* ЗАДАНИЕ 1
Перечислите всех людей, которых исходный текст называет по имени, отчеству или фамилии.

--- ИСХОДНЫЙ ТЕКСТ ---

Получилось это само собой после ряда безуспешных попыток найти какие-то более действенные и открытые формы выражения чувств. Она думает тихо (почти тайно) о людях, которые помогали ей не тихо и тайно, а открыто, на виду у всех (иначе и нельзя было ей помочь).

Поначалу в замысле она размахнулась на книгу и даже дала ей название: «Перед именем твоим…» Думала она даже отложить работу о сибирских крестьянах второй половины XVIII века (о которых пишет тоже не сухо-научно, а стараясь показать их радости, огорчения, удачи, потрясения), чтобы «не частным порядком», как делилась она со мной во втором письме, а «во всеуслышание», «перед всем миром», как говорили в старину, поблагодарить тех, кто не дал ей умереть.

Но, человек трезвого ума, она быстро поняла, что портреты дорогих ее сердцу людей надо писать «художественно», а «дара художественности» у нее, Жеравиной, нет. Она почувствовала себя беспомощной от неумения высказать благодарность «во всеуслышание», и, должно быть, от беспомощности родились эти тихие, неслышимые миром полчаса перед сном. Мысль ее ширилась постепенно — поначалу думала она лишь о тех, кто кормил ее, поил, одевал, а потом и о людях, будто бы не одаривших ничем, но запавших в душу навсегда, казалось, забытых, а на самом деле незабываемых. А незабываемы они потому, что одарили ее чудом собственного существования, собственной личности.

Вот учительница литературы Александра Фоминична Есина… (Опять учительница! Но что поделаешь, если до замужества семьи у нее не было, была школа, ее школа, одухотворенная лучшими, гуманными началами нового общества…) В детстве Жеравина, несмотря на щедрость добрых людей, часто голодала — и это мешало думать о чем-нибудь, помимо еды, но на уроках Есиной о еде она никогда не помнила, должно быть, потому, что утолялся иной, высший, духовный голод.

А до Есиной, даже до войны, в первом классе, была первая учительница — Зинаида Ивановна, она любила на уроках петь, и это не удивляло детей, им даже казалось естественным, что учитель не говорит, как обычные люди, а поет: на большой перемене Зинаида Ивановна раздавала булочки, последние, довоенные, которые запомнились тоже.

--- ЗАФИКСИРОВАННЫЕ ДАННЫЕ ---

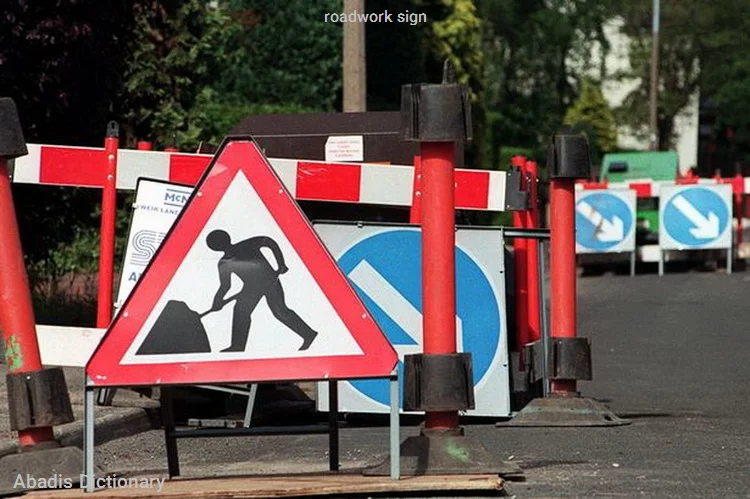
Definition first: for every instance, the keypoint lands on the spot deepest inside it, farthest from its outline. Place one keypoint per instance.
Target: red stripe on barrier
(187, 168)
(328, 182)
(642, 190)
(472, 189)
(76, 167)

---

* ЗАДАНИЕ 2
Посчитайте, в скольких строках записей встречается слово «every». Укажите только число.

* ОТВЕТ К ЗАДАНИЮ 1
Жеравина; Александра Фоминична Есина; Зинаида Ивановна.

* ОТВЕТ К ЗАДАНИЮ 2
1